Point annotation records:
· · · ·

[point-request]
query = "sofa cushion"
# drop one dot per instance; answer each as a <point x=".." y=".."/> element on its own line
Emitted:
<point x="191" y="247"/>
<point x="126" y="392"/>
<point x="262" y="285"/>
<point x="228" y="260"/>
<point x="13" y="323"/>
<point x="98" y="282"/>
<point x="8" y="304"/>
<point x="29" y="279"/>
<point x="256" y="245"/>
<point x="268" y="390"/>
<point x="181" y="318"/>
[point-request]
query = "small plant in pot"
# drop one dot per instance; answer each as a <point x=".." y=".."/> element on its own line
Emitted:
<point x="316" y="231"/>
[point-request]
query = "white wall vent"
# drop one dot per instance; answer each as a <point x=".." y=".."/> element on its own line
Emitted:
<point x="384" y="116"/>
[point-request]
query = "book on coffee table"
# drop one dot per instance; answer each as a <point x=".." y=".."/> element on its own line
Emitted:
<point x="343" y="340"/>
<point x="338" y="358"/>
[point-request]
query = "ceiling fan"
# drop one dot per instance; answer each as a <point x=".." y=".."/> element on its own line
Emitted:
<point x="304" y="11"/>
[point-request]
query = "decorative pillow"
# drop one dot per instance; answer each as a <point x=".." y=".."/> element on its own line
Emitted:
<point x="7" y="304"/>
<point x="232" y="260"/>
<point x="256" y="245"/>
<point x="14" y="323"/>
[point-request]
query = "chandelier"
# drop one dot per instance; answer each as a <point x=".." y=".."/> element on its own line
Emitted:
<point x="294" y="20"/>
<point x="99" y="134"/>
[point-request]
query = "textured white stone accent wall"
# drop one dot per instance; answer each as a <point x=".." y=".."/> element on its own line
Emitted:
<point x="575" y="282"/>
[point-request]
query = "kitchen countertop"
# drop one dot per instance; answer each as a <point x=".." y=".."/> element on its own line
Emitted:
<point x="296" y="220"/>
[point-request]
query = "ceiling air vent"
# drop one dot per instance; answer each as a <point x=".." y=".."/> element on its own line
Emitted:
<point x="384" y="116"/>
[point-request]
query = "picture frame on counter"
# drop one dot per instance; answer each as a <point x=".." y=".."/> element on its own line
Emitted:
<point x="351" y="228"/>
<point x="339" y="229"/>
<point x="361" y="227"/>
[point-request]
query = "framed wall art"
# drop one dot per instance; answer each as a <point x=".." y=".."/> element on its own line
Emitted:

· · · ·

YOUR GOAL: Without changing a word, restate the whole listing.

TASK SOLUTION:
[point-request]
query = "sofa cushion"
# drop one dot per instance; answer each as a <point x=".." y=".."/> element on its own line
Emitted:
<point x="191" y="247"/>
<point x="126" y="392"/>
<point x="262" y="285"/>
<point x="228" y="260"/>
<point x="13" y="323"/>
<point x="98" y="282"/>
<point x="8" y="304"/>
<point x="29" y="279"/>
<point x="256" y="245"/>
<point x="268" y="390"/>
<point x="181" y="318"/>
[point-request]
query = "small plant in pot"
# drop one dot per instance; answer each as a <point x=".." y=".."/> element on its own line
Emitted:
<point x="316" y="231"/>
[point-request]
query = "white wall vent"
# drop one dot per instance; answer each as a <point x=".." y=".."/> element on its own line
Emitted:
<point x="384" y="116"/>
[point-request]
query = "book on coffee table"
# drop one dot per instance; answer each as a <point x=".." y=".."/> element on its own line
Emitted:
<point x="343" y="340"/>
<point x="338" y="358"/>
[point-request]
query = "ceiling fan"
# drop one dot per instance; answer each as a <point x=".." y=".."/> element on its own line
Emitted:
<point x="304" y="11"/>
[point-request]
query = "decorative pillow"
# drop one dot per instance; answer each as a <point x=".." y=".."/> element on its own line
Emitted:
<point x="7" y="304"/>
<point x="232" y="260"/>
<point x="256" y="245"/>
<point x="14" y="323"/>
[point-request]
query = "chandelier"
# drop one dot per instance; answer each as a <point x=".." y=".."/> element on its own line
Emitted:
<point x="294" y="20"/>
<point x="99" y="134"/>
[point-request]
query = "textured white stone accent wall"
# drop one dot per instance; answer each as a <point x=".." y=".."/> element on its own line
Emitted:
<point x="575" y="282"/>
[point-request]
query = "kitchen countertop"
# drop one dot per instance; answer each as a <point x=".." y=".."/> element on its own line
Emitted:
<point x="296" y="220"/>
[point-request]
query = "ceiling air vent"
# drop one dot per instance; answer each as a <point x=".." y=".."/> element on its own line
Emitted:
<point x="384" y="116"/>
[point-request]
query = "picture frame on counter"
# drop one dot per instance; answer each as a <point x=".." y=".."/> element on its own line
Emitted:
<point x="351" y="228"/>
<point x="339" y="229"/>
<point x="361" y="227"/>
[point-request]
query = "framed wall art"
# drop one dot per instance; answer each as a <point x=".." y=".."/> element on its own line
Emitted:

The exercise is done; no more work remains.